##### EXTRACTED TEXT #####

# Gravel or sand? Or marbles?



## LittleNibbles93

Earlier today I got fussed at by someone (not from this site that I know of) for keeping my betta in a 1 gallon critter keeper, for having a plastic plant, and for having gravel in the keeper.
They said a bare bottom, and either silk or java moss is a must, no options.

This got me rather mad, they jumped on me in a way that seemed really rude, I think there are nicer ways of telling people how to properly care for a betta. 

I don't like looking at bare bottom aquariums, its a pet-peeve of mine. I like nicely decorated aquariums.

But, it did make me wonder, how many people use sand, gravel, or marbles? I've always used gravel, with all my fish experience. I'm am interested in sand, but I see it as a hassle, but for my sweet little Cici, its worth it.

And just for the record, Cici is quite happy in her 1 gallon critter keeper, the plastic plant hasn't harmed her at all, she enjoys swimming around, and is always eager for food, and I keep her water clean. Her color has also improved since I brought her home, I had no idea just how orange and red she was! (she was peach and orangey red when I got her, now she's a vivid orange and dark red fins)

Anyway, getting off topic here.

Whats better in all of your opinions? Sand? Gravel? Or other stuff?
I plan and hope to make a 10 gal for Cici, and start a sorority with it (if I do this, I won't put her in it until I get other females.)

Note: And about the plastic plant bit, I'm getting silk plants the next time I go out.

##### INFORMATION SUPPLIED #####

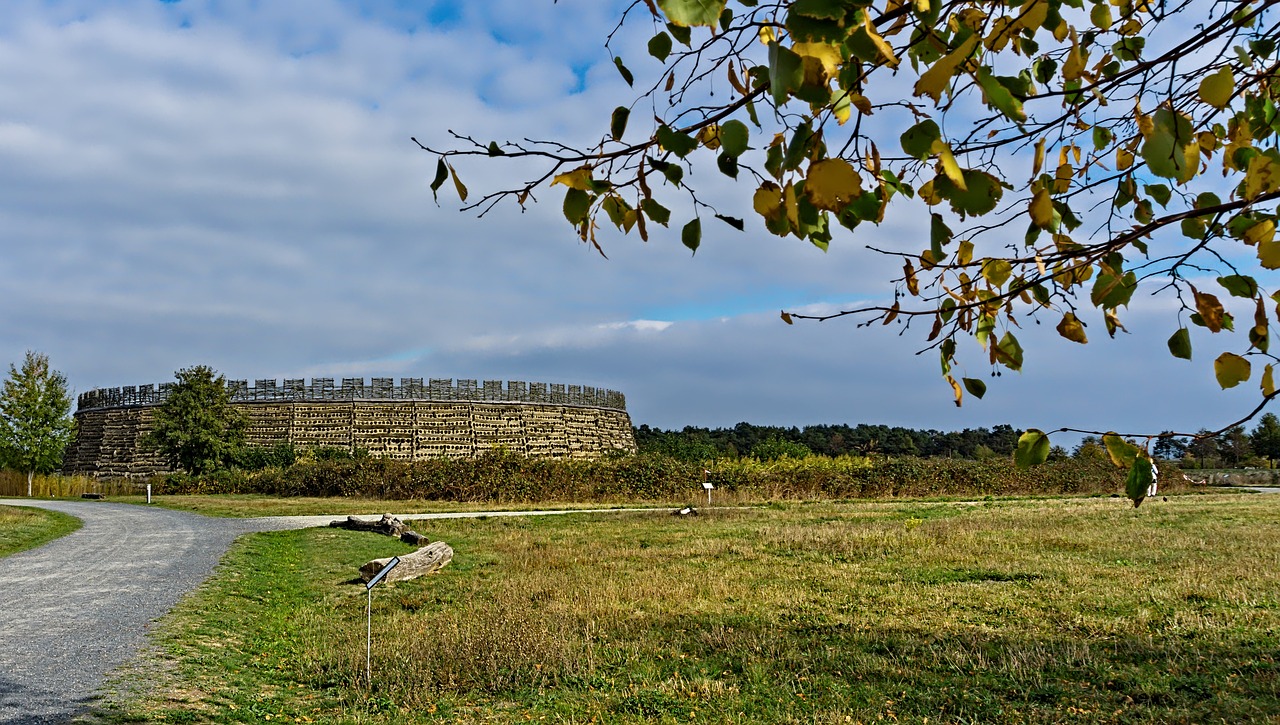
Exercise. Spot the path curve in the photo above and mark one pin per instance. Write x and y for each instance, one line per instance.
(80, 606)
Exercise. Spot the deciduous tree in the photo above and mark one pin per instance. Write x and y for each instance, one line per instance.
(196, 428)
(35, 418)
(1064, 151)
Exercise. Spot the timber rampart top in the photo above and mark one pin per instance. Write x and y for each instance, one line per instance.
(323, 390)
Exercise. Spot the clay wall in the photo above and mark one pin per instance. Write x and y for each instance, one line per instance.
(407, 422)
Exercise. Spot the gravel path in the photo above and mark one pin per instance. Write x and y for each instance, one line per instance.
(80, 606)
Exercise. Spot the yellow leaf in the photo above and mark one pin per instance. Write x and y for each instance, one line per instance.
(1269, 254)
(949, 163)
(768, 200)
(458, 185)
(709, 136)
(882, 49)
(938, 76)
(1075, 60)
(958, 390)
(1072, 328)
(1230, 369)
(828, 55)
(1262, 176)
(1063, 178)
(1264, 231)
(1146, 126)
(789, 200)
(996, 272)
(1217, 87)
(832, 183)
(579, 178)
(927, 194)
(1210, 309)
(1042, 209)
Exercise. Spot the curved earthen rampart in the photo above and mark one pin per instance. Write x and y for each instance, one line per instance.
(410, 420)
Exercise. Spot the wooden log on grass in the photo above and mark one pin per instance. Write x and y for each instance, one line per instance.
(430, 557)
(387, 525)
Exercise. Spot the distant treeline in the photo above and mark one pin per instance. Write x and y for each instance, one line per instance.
(775, 442)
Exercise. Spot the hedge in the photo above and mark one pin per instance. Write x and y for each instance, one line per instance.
(506, 478)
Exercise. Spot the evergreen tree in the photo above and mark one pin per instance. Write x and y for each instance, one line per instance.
(35, 418)
(196, 428)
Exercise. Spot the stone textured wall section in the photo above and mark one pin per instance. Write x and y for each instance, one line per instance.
(411, 420)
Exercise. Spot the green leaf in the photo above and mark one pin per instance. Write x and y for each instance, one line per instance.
(577, 204)
(1216, 89)
(676, 142)
(656, 211)
(659, 46)
(693, 12)
(1239, 286)
(732, 222)
(622, 69)
(918, 140)
(999, 96)
(976, 387)
(1032, 448)
(691, 235)
(1010, 352)
(1180, 343)
(1139, 479)
(981, 195)
(442, 174)
(1121, 452)
(1230, 370)
(618, 122)
(786, 73)
(734, 137)
(1171, 150)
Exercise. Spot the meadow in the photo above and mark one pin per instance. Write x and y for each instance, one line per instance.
(991, 611)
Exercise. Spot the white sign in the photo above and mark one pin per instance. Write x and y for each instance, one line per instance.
(383, 573)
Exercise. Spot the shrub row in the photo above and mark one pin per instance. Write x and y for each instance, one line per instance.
(506, 478)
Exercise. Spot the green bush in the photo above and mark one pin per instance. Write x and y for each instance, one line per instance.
(503, 478)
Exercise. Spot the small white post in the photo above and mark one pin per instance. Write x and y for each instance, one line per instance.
(369, 620)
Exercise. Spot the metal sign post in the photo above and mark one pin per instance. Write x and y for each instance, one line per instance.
(369, 619)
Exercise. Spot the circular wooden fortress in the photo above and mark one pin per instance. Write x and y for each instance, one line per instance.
(411, 420)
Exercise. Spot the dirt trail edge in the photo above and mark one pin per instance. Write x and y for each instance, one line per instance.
(80, 606)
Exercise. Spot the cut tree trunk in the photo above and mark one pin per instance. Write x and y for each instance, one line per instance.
(425, 560)
(387, 525)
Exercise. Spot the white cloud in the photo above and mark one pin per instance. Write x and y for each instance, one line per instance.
(233, 183)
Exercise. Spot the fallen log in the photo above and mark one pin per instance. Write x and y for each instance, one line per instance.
(387, 525)
(429, 559)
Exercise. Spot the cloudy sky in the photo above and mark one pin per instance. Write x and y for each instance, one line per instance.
(232, 182)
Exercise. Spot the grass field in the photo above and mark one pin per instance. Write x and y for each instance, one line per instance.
(22, 528)
(1008, 611)
(245, 505)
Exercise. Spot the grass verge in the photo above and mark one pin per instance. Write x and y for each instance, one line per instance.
(22, 528)
(1011, 611)
(247, 505)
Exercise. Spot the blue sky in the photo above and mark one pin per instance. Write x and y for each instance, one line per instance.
(233, 183)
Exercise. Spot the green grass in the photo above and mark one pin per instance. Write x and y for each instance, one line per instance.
(22, 528)
(247, 505)
(1006, 611)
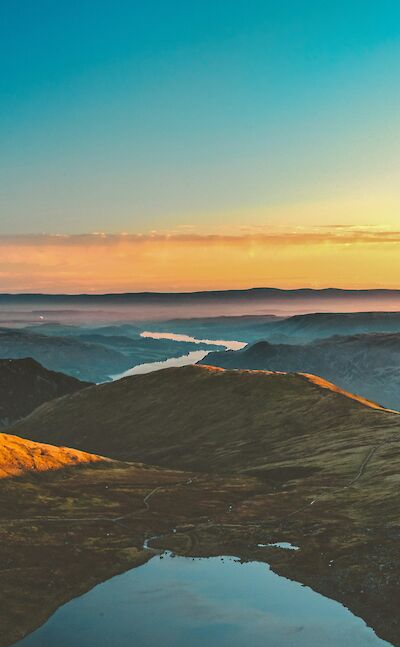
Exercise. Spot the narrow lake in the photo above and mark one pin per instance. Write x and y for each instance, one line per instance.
(184, 360)
(218, 602)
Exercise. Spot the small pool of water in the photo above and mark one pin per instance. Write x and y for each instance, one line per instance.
(218, 602)
(285, 545)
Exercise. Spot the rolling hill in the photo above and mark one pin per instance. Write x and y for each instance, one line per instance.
(25, 385)
(88, 362)
(19, 457)
(205, 418)
(278, 457)
(365, 364)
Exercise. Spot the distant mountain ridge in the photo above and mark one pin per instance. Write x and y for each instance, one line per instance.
(366, 364)
(257, 292)
(307, 327)
(25, 385)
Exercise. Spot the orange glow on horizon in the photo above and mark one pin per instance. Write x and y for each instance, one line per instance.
(339, 257)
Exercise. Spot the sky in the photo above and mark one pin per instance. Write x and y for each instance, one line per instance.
(174, 145)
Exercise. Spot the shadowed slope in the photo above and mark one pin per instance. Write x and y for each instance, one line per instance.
(25, 384)
(208, 419)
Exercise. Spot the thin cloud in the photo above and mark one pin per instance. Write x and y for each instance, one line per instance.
(335, 235)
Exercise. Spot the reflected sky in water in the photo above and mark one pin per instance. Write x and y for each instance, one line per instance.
(176, 602)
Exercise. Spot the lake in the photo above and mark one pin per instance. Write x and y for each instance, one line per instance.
(218, 602)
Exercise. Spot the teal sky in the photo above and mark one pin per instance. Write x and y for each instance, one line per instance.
(138, 116)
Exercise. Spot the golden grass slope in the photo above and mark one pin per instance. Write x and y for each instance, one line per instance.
(19, 456)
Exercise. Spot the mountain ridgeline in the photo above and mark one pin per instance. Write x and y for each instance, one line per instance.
(209, 419)
(25, 385)
(319, 325)
(367, 364)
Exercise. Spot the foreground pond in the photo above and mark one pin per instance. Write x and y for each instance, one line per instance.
(176, 602)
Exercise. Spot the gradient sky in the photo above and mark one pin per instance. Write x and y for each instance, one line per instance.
(228, 139)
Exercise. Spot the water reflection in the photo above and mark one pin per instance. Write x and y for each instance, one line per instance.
(220, 602)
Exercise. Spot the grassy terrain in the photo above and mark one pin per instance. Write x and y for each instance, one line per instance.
(267, 457)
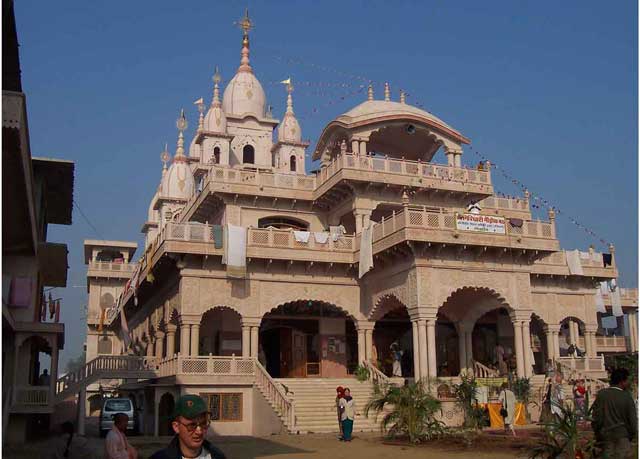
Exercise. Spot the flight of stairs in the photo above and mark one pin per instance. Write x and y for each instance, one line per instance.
(315, 405)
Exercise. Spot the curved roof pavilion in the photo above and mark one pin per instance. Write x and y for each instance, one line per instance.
(394, 129)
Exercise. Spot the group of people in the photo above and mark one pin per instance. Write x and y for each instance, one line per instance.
(346, 410)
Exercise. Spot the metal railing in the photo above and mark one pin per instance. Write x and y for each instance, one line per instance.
(276, 396)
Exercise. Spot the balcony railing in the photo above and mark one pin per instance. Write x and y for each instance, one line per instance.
(403, 167)
(206, 366)
(32, 395)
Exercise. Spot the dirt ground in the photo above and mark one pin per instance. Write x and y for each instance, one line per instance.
(370, 446)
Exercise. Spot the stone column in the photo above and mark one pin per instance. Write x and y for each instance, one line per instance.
(368, 344)
(517, 328)
(462, 344)
(171, 340)
(416, 350)
(195, 339)
(526, 348)
(185, 338)
(254, 341)
(431, 347)
(361, 345)
(422, 344)
(159, 343)
(246, 341)
(82, 402)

#####

■ **WRITTEN TASK 1**: How would you translate this sentence from the betta substrate post into Spanish: "I've always used gravel, with all my fish experience."
■ **WRITTEN TASK 2**: Can you pick up the betta substrate post after its last sentence and carry it on from there?

■ **EXERCISE OUTPUT 1**: Siempre he usado grava, en toda mi experiencia con peces.

■ **EXERCISE OUTPUT 2**:
----------



## SmokeNLark

Don't listen to that person. Most of that was wrong info. Yes, I would prefer to see bettas in 2.5 gallons and up, but even I have a 1.5 and a 2 gallon. One is even happy in his little 1 gallon, he gets stressed in anything bigger. As long as the water is changed often, I see no problem with a 1 gallon. .5's are a no for me it unless it's temporary.

Plastic plants are also fin as long as they're not sharp. Take some pantyhose, run it over the plant, if it snags, it can rip fins. If not, it's fine. I have some plastic plants in a few of my tanks.

I don't see any problem with gravel at all. It's in all my tanks. I know most people on here use it. I personally don't like the look of bare bottom tanks either, but people use them because it makes it much easier to clean. Sand is so pretty, and I'd love to use it, but it seems like it's more trouble than its worth. I also don't really like the look of marbles, but to each his own. 

You sound like you're taking care of your betta well, and don't let that person get to you.


----------



## Littlebittyfish

1 gallon is an ok temporary home for a betta,but isn't a good long term choice.
However, as long as it is heated and you can keep up with water changes it should be ok temporarily. I don't think it really matters if you have sand,gravel, or marbles in the critter keeper.I have my fish batman (temporary) living in a heated 1 gallon critter keeper, until I can find a 15-20 gallon on craigslist or yard sale around here.His critter keeper has a little bit of gravel in there, but just enough to hold the plant in place. I do 100% water changes daily on his 1 gallon critter keeper and he has 1 live plant in there for now.
I think sand would be a hassle in a small critter keeper because the frequent water changes would make the water cloudy. I prefer sand in bigger tanks though, I find it easier to keep clean... I have sand in my 5 gallon tank with Cleo.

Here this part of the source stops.